Problem description:
Only the lines from the line containing "Where can you spot the wooden plank" to the end of the entries should be repeated, exactly as they appear.

Source data:

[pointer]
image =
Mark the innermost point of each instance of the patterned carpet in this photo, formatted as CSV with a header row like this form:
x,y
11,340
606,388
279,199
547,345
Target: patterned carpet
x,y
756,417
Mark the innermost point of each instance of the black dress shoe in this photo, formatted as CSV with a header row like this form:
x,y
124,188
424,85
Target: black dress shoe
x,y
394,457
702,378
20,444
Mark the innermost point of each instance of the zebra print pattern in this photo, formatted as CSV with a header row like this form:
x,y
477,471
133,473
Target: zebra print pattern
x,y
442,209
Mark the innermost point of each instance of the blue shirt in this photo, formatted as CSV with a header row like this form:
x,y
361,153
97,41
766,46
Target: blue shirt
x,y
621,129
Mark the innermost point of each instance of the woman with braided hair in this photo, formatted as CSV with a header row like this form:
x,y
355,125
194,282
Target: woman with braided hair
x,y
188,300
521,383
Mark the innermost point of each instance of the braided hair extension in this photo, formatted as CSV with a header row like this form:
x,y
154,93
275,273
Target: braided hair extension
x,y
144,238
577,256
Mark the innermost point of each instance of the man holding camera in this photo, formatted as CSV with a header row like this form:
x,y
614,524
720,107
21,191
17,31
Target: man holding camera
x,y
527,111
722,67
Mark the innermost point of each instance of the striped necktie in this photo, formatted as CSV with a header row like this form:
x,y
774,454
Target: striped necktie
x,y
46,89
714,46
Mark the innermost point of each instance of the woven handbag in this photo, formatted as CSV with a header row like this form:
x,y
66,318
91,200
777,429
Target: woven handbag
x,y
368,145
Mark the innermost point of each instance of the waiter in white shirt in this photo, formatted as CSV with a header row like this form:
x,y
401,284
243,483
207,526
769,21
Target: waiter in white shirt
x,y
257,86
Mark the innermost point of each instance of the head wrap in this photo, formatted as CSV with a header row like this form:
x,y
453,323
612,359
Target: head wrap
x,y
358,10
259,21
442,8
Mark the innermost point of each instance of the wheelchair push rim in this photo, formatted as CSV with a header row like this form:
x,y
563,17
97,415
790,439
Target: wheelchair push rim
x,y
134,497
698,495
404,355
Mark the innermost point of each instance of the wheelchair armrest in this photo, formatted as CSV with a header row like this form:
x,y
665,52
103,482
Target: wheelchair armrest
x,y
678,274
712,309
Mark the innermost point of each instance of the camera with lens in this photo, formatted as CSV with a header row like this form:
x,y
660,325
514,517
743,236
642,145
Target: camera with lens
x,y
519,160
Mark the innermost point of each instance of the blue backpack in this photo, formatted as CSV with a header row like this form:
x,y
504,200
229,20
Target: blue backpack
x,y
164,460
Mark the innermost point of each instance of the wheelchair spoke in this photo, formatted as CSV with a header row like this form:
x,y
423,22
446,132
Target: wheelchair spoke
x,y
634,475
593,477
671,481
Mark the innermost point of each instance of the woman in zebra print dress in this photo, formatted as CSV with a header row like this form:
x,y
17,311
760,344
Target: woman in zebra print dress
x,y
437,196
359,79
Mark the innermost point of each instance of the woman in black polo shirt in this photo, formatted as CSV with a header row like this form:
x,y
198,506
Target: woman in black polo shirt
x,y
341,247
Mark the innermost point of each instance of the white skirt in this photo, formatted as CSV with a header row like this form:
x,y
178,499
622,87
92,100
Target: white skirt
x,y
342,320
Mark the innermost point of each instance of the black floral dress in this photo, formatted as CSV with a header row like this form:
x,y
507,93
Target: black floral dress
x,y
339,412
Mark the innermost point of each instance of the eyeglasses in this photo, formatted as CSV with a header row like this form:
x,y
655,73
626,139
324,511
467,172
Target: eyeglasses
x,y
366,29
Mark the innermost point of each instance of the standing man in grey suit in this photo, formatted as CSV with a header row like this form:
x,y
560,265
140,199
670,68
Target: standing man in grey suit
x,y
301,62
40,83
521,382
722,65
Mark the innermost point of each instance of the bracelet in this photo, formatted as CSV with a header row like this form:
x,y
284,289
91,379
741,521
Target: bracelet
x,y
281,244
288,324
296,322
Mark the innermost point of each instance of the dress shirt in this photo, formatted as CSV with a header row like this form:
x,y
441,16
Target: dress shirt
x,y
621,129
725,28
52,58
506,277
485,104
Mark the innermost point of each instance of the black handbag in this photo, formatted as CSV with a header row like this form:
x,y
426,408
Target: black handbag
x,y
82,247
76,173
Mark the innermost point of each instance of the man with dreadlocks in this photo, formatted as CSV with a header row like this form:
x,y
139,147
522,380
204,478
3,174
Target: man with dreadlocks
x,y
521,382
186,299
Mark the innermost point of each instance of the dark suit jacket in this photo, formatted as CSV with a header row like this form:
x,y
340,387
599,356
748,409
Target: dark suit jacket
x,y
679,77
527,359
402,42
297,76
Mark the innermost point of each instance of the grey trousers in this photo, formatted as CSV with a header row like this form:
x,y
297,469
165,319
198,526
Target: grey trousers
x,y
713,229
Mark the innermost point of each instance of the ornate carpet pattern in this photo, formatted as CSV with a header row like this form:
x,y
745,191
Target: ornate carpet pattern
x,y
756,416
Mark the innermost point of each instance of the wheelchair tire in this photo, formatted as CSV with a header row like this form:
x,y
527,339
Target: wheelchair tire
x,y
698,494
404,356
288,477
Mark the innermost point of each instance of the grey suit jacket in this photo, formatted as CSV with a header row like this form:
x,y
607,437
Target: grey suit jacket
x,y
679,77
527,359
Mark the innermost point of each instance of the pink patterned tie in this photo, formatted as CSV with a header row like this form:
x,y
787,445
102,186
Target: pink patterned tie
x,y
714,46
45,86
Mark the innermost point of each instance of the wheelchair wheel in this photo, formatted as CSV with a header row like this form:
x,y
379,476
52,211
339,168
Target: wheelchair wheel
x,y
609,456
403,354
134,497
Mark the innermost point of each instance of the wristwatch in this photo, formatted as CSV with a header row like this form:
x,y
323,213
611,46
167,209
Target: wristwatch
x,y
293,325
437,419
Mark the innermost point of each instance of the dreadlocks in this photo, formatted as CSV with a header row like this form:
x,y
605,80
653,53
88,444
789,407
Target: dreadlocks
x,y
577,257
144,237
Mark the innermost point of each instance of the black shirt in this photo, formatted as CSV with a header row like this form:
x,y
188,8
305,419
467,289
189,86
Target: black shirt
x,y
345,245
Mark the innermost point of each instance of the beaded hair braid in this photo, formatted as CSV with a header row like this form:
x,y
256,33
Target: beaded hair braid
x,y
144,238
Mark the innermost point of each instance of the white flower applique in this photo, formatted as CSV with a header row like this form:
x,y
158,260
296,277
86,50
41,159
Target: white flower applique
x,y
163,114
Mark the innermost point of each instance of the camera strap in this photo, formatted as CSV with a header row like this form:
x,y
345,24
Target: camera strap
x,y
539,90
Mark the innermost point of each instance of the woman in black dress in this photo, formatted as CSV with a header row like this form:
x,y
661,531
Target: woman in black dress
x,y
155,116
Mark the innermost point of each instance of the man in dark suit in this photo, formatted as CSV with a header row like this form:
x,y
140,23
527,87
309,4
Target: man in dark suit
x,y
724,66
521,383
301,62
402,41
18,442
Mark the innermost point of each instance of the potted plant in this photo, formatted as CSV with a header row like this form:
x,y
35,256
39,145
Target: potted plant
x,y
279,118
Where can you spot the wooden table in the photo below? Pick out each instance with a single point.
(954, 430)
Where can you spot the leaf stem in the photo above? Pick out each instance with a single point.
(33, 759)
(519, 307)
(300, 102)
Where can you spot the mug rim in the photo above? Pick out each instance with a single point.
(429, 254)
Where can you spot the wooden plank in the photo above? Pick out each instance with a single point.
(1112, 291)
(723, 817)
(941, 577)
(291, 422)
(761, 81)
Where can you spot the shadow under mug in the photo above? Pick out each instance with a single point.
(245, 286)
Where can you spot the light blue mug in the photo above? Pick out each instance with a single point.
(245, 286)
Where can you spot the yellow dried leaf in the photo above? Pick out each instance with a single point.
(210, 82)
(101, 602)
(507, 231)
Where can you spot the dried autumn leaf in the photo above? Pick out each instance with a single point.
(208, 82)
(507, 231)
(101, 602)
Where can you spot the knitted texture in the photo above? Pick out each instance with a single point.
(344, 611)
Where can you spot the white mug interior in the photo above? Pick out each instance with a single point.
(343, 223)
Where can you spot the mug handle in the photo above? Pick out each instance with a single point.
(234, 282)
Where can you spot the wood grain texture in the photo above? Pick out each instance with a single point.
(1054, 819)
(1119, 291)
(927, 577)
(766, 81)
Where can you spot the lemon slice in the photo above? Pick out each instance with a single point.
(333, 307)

Reply:
Where can you spot the wooden plank in the photo above? Pick out each instance with a single point.
(1112, 291)
(723, 817)
(941, 577)
(291, 422)
(761, 81)
Where can you spot the shadow under mug in the photo above? Pick out each instance with a single point.
(245, 286)
Where can you spot the light blue mug in the photo above? Pick out each instance with a single point.
(245, 286)
Where can you spot the yellow dried leaf in the photo above? Pick out each instance with a single point.
(210, 82)
(101, 602)
(507, 231)
Where can you spot the dried autumn leaf in the photo above? Pick out each instance with a single point.
(208, 82)
(507, 231)
(101, 602)
Where can you spot the knitted texture in the photo above? Pick out each instance with a single point.
(344, 611)
Where can you spot the white mug interior in the photo above? Pick out each instance with a single point.
(343, 223)
Where can you spot the mug handle in the photo above? Pick out each instance with a single point.
(234, 282)
Where can you spot the wood grain texture in the photo above? Pick out each instance with a single point.
(1054, 819)
(1119, 291)
(927, 577)
(766, 81)
Where can you spot the lemon slice in the photo above? Pick out each instance with a single point.
(333, 307)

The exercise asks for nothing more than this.